**Supplied records:**
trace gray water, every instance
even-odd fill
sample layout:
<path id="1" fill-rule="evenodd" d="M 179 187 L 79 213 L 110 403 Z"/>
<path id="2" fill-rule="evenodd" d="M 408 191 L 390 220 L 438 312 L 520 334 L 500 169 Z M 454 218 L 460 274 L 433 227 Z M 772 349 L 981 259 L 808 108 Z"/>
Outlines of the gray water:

--

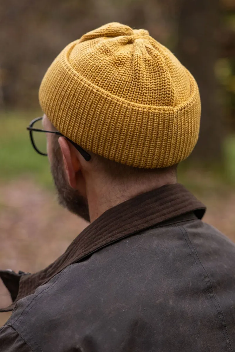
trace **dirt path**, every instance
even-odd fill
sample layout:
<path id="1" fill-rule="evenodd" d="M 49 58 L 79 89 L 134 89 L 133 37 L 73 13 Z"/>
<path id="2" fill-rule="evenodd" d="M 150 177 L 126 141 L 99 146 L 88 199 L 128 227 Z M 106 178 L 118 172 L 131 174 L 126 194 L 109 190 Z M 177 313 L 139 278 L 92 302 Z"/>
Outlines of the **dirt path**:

* * *

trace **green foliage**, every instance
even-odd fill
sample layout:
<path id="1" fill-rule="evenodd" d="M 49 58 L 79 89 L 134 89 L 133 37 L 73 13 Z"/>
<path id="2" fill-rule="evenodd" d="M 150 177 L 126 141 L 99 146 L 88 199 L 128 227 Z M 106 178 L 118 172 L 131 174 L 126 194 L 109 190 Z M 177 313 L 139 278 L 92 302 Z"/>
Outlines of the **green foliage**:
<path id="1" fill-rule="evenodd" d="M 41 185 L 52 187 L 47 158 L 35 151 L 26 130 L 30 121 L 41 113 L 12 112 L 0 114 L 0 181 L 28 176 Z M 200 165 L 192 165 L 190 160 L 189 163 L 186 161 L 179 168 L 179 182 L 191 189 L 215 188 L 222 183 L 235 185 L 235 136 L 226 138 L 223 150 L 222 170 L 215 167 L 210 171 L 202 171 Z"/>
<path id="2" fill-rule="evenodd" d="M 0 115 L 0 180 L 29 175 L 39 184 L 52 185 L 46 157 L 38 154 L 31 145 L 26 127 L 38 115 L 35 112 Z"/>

**Exercise task:** Reproduce the lines verbatim, beginning with the line containing "trace gray water, every instance" and continuing through the line containing "408 191 L 390".

**Written response:**
trace gray water, every instance
even-odd fill
sample layout:
<path id="1" fill-rule="evenodd" d="M 179 187 L 79 213 L 110 403 Z"/>
<path id="2" fill-rule="evenodd" d="M 408 191 L 390 220 L 438 312 L 520 334 L 500 169 Z M 454 218 L 460 274 L 433 227 Z M 772 349 L 981 259 L 808 108 Z"/>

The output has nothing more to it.